Problem details -> Exactly as written, set down every entry once more.

Given data ->
———

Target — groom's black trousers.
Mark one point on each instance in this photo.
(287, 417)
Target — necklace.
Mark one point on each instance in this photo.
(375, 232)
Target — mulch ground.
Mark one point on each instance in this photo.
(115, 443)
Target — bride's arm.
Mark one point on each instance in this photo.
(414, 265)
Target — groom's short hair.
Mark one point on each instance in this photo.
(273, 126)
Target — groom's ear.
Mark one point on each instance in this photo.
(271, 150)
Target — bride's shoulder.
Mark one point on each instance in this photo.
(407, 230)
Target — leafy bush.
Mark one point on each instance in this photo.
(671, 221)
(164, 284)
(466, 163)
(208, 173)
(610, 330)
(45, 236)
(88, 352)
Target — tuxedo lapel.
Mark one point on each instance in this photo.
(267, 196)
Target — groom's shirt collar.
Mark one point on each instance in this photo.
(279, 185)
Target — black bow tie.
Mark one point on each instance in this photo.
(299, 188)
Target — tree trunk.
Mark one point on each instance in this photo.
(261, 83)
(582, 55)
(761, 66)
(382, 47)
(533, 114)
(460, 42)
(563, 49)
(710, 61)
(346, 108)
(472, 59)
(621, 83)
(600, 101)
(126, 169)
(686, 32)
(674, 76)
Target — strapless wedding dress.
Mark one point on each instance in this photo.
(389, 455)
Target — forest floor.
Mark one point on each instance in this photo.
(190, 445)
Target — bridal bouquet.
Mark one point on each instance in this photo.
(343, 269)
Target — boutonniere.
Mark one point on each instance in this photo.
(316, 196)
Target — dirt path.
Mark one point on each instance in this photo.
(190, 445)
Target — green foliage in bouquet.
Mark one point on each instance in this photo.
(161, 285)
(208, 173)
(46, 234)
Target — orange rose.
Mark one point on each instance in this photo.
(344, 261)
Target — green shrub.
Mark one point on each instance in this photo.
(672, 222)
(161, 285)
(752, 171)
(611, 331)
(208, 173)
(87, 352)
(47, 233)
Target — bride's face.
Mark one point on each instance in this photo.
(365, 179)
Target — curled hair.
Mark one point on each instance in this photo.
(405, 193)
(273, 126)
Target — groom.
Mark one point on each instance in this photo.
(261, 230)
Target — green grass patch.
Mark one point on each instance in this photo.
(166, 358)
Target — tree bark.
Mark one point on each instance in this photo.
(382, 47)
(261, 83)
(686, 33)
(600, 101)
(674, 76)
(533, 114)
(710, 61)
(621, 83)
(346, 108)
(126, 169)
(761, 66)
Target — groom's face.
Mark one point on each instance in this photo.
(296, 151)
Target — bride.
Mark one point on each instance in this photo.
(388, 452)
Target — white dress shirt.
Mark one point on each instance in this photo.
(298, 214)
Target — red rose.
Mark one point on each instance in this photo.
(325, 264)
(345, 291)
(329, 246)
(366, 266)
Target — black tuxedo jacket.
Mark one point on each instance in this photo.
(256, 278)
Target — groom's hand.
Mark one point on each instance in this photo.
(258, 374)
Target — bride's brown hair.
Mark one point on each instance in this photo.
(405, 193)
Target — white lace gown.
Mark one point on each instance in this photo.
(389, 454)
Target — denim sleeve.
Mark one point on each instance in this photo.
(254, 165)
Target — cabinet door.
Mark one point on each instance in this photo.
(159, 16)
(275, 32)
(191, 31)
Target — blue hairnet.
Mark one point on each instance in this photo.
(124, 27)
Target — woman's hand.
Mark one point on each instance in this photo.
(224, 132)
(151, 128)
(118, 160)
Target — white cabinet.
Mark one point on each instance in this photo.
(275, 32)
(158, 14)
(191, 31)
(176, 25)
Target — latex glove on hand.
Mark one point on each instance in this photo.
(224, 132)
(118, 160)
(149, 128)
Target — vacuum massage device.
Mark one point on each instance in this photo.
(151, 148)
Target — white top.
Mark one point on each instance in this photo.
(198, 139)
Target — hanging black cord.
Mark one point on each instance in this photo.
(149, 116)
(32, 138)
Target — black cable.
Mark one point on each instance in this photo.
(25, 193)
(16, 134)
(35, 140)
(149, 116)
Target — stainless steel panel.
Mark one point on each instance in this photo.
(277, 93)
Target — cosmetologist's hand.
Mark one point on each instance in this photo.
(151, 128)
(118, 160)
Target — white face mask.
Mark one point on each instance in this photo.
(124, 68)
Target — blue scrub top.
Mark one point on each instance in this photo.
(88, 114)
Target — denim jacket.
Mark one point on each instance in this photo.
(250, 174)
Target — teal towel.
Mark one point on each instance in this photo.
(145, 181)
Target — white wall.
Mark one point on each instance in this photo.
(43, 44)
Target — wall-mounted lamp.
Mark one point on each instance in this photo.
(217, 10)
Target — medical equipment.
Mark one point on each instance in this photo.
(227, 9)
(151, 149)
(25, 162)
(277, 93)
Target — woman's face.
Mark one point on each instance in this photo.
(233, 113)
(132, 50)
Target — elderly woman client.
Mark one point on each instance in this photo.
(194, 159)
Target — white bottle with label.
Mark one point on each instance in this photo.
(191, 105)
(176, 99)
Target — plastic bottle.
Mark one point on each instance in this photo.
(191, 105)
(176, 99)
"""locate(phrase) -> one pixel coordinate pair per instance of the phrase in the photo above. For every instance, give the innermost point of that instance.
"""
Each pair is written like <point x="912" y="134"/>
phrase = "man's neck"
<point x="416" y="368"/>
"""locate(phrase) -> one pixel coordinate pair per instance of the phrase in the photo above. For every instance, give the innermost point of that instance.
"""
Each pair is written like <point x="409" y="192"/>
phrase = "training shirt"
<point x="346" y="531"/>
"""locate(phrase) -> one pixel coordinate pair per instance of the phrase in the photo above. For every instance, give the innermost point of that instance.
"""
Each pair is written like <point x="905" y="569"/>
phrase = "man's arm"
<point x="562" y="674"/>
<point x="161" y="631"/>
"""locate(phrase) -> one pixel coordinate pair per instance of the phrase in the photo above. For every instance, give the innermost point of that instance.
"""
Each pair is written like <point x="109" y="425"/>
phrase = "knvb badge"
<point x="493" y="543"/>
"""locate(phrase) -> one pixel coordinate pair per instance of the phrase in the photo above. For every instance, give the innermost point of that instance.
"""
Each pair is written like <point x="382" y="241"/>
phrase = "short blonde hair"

———

Result ->
Target — groom's black trousers.
Mark one point on each instance in this photo.
(287, 417)
Target — necklace.
Mark one point on each instance in this photo.
(375, 232)
Target — mulch ground.
Mark one point on each instance in this photo.
(115, 443)
Target — bride's arm.
Mark one point on each instance in this photo.
(414, 265)
Target — groom's short hair.
Mark one point on each instance in this photo.
(273, 126)
Target — groom's ear.
Mark one point on each instance in this photo.
(271, 150)
Target — bride's shoulder.
Mark one point on each instance in this photo.
(407, 230)
Target — leafy bush.
Mark one point on each instance in this photo.
(671, 221)
(164, 284)
(466, 163)
(208, 173)
(610, 330)
(45, 236)
(88, 352)
Target — tuxedo lapel.
Mark one point on each instance in this photo.
(267, 196)
Target — groom's shirt collar.
Mark one point on each instance in this photo.
(279, 185)
Target — black bow tie.
Mark one point on each instance in this photo.
(299, 188)
Target — tree trunk.
Mark one point on each instance in this photo.
(261, 83)
(582, 55)
(761, 66)
(382, 47)
(533, 114)
(460, 42)
(563, 49)
(710, 61)
(346, 108)
(472, 59)
(621, 83)
(600, 101)
(126, 169)
(686, 32)
(674, 76)
Target — strapless wedding dress.
Mark one point on each instance in this photo.
(389, 455)
Target — forest floor.
Mark one point on each instance in this photo.
(190, 445)
Target — bridal bouquet.
Mark one point on each instance in this photo.
(343, 269)
Target — boutonniere.
Mark one point on each instance in this photo.
(316, 196)
Target — dirt path.
Mark one point on each instance in this photo.
(190, 445)
Target — green foliage in bouquet.
Mark one point on each instance in this photo.
(161, 285)
(208, 173)
(46, 234)
Target — orange rose.
Mark one point on each instance in this photo.
(344, 261)
Target — green shrub.
Mark one point on each instance in this photo.
(672, 222)
(161, 285)
(752, 171)
(611, 331)
(208, 173)
(87, 352)
(47, 233)
Target — bride's face.
Mark one point on each instance in this photo.
(365, 179)
Target — curled hair.
Mark one point on each instance in this photo.
(405, 193)
(273, 126)
Target — groom.
Mark one point on each instance in this photo.
(261, 230)
Target — green grass patch.
Mark one point on each instance in this photo.
(166, 358)
Target — tree bark.
Mark one point on each instance in this photo.
(382, 47)
(261, 83)
(686, 33)
(600, 101)
(674, 76)
(533, 114)
(710, 61)
(621, 83)
(346, 108)
(126, 169)
(761, 66)
Target — groom's face.
Mark one point on each instance in this photo.
(296, 151)
Target — bride.
Mark one point on each instance in this photo.
(388, 452)
Target — white dress shirt.
Mark one point on each instance in this photo.
(298, 214)
Target — red rose.
Mark one point on each instance in this photo.
(325, 264)
(345, 291)
(329, 246)
(366, 266)
Target — black tuxedo jacket.
Mark one point on each instance in this photo.
(256, 278)
Target — groom's hand.
Mark one point on each instance in this photo.
(258, 374)
Target — bride's brown hair.
Mark one point on each instance in this photo.
(405, 193)
Target — white lace gown.
Mark one point on each instance in this photo.
(389, 454)
Target — denim sleeve.
Mark one point on each instance in this photo.
(254, 165)
Target — cabinet door.
Mark one point on each instance in this photo.
(159, 16)
(275, 32)
(191, 31)
Target — blue hairnet.
Mark one point on each instance in this photo.
(124, 27)
Target — woman's hand.
Mark one point on each instance in this photo.
(224, 132)
(151, 128)
(118, 160)
Target — white cabinet.
Mark one point on each instance in this photo.
(275, 32)
(158, 14)
(191, 31)
(176, 25)
Target — latex glove on hand.
Mark one point on each instance in this photo.
(224, 132)
(118, 160)
(149, 128)
Target — vacuum massage device.
Mark one point on each instance in this photo.
(151, 148)
Target — white top.
Mark one point on each instance in this photo.
(198, 139)
Target — hanging black cord.
Mark one point on each instance in this photo.
(149, 116)
(32, 138)
Target — black cable.
Mark one point on each instance in this photo.
(25, 193)
(16, 134)
(35, 140)
(149, 116)
Target — stainless steel panel.
Mark one point on each instance in this photo.
(277, 93)
Target — cosmetologist's hand.
Mark one point on each instance in this photo.
(151, 128)
(118, 160)
Target — white face mask.
Mark one point on each instance in this photo.
(124, 68)
Target — blue scrub top.
Mark one point on each instance in this photo.
(88, 114)
Target — denim jacket.
Mark one point on each instance in this photo.
(250, 174)
Target — teal towel.
Mark one point on each instance in this photo.
(145, 181)
Target — white wall.
Mark one point on each instance in this photo.
(43, 44)
Target — wall-mounted lamp.
Mark one point on each instance in this photo.
(217, 10)
Target — medical equipment.
Mark one point on each instance in this photo.
(227, 9)
(151, 149)
(25, 162)
(277, 93)
Target — woman's face.
Mark one point on each instance in this photo.
(233, 113)
(132, 50)
Target — elderly woman client.
Mark one point on each instance in this photo.
(194, 159)
Target — white bottle with label.
Mark one point on each instance in this photo.
(191, 105)
(176, 99)
Target — plastic bottle.
Mark one point on each instance in this photo.
(191, 105)
(176, 99)
"""locate(phrase) -> one pixel coordinate pair per instance of the phrase in the photo above. For every instance, give the innermost point of that instance.
"""
Each pair is written like <point x="912" y="134"/>
phrase = "man's neck"
<point x="416" y="368"/>
"""locate(phrase) -> one pixel coordinate pair per instance of the phrase in the photo above. For every instance, give the innermost point of that instance.
"""
Each pair is written like <point x="409" y="192"/>
phrase = "training shirt"
<point x="346" y="531"/>
"""locate(phrase) -> one pixel coordinate pair per instance of the phrase in the photo above. For every instance, give the innermost point of that instance.
"""
Each pair is written like <point x="905" y="569"/>
phrase = "man's arm"
<point x="562" y="674"/>
<point x="161" y="631"/>
"""locate(phrase) -> one pixel coordinate pair per instance of the phrase in the photo above. For every instance, give the innermost point of that instance.
"""
Each pair is written like <point x="109" y="425"/>
phrase = "knvb badge"
<point x="493" y="543"/>
"""locate(phrase) -> one pixel coordinate pair per instance of the phrase in the photo above. For every instance, give the innermost point of that instance.
"""
Each pair is written like <point x="382" y="241"/>
phrase = "short blonde hair"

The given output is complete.